# Material for the task

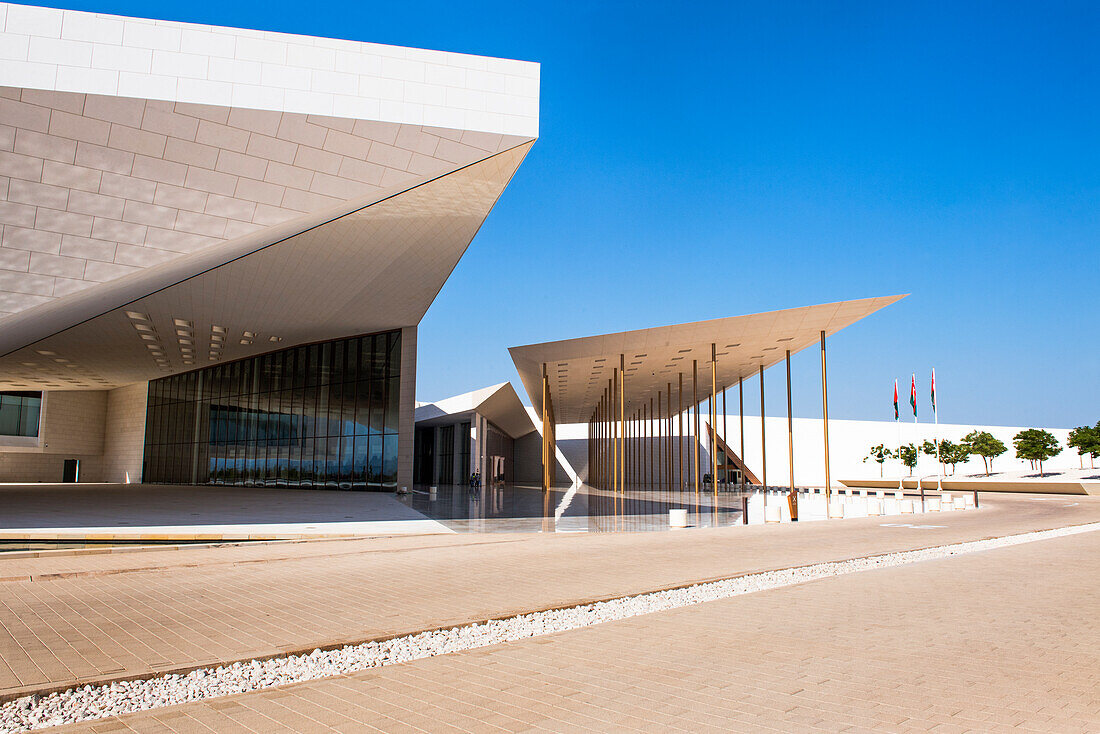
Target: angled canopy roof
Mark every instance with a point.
(370, 264)
(498, 404)
(580, 369)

# Work to complete
Can you arrange the items above as a two-column CSV with the headers instruction and response, giving one row per item with its text and its answer? Put each value in a quoted field, replace line breaks with spaces, and leave the pictures out.

# Expected answer
instruction,response
"Target: angled canopy roof Mark every instance with a point.","(370, 264) (498, 404) (580, 369)"